### TASK DIRECTIONS:
Pick out every line of the data below that contains the string "long", matching its case exactly.

### DATA SHOWN:
######
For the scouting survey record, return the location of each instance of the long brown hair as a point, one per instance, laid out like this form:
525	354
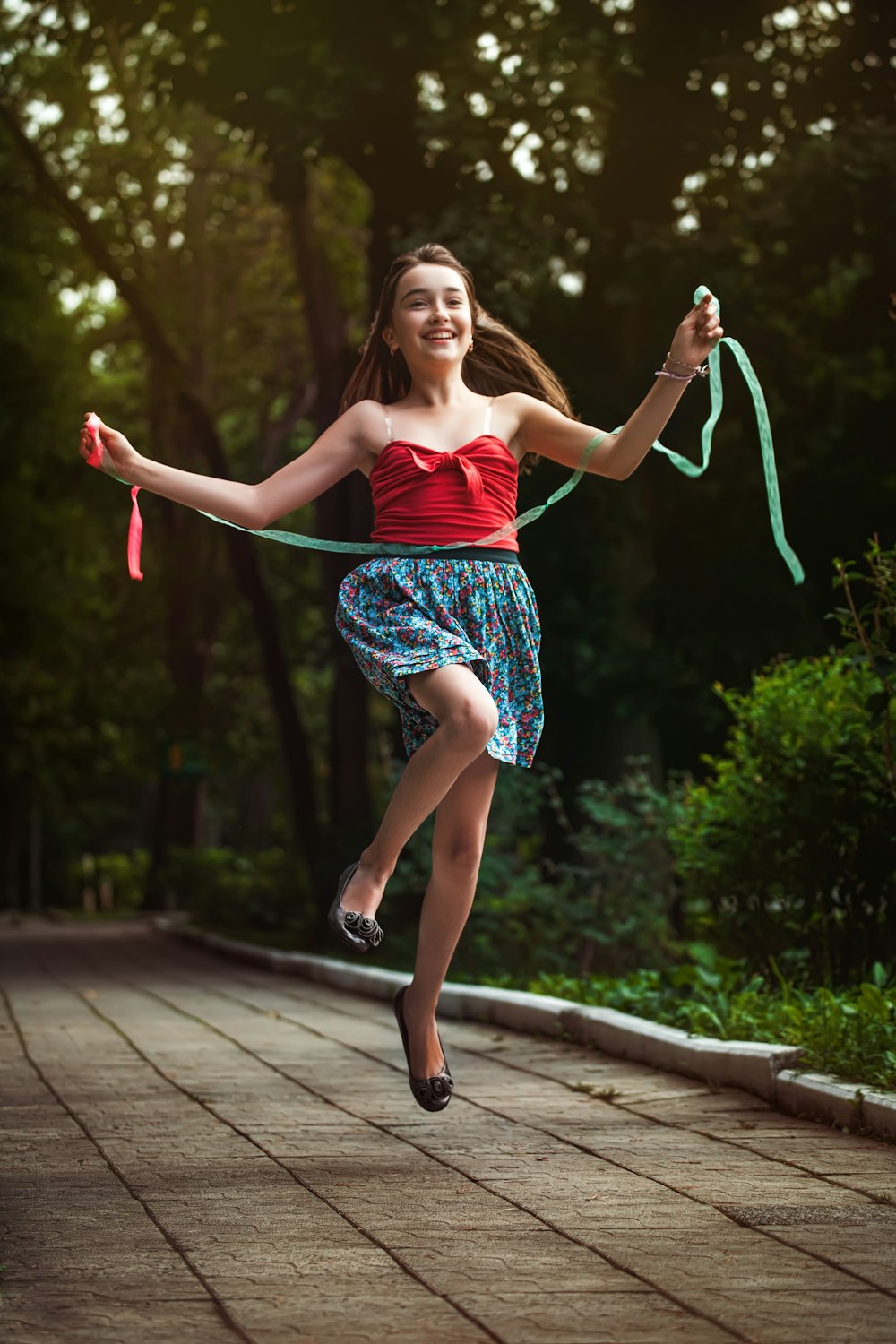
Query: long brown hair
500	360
######
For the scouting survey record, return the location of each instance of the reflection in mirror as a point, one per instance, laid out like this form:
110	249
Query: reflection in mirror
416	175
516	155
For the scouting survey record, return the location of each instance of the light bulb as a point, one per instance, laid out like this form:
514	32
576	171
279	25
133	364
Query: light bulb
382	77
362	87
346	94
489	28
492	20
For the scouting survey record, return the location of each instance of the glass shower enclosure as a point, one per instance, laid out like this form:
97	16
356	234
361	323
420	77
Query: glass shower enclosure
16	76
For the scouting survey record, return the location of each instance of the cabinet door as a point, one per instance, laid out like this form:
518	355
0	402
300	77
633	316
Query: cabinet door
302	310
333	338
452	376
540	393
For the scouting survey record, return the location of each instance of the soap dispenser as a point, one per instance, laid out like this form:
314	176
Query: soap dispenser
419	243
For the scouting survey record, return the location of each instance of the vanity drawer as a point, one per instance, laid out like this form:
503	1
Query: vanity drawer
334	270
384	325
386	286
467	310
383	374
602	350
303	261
######
### RESPONSE TO THIS EXERCISE:
For the scouting survey record, return the location of each instance of the long brown hair as a point, one per instance, laid out like this form:
Query: long brown hair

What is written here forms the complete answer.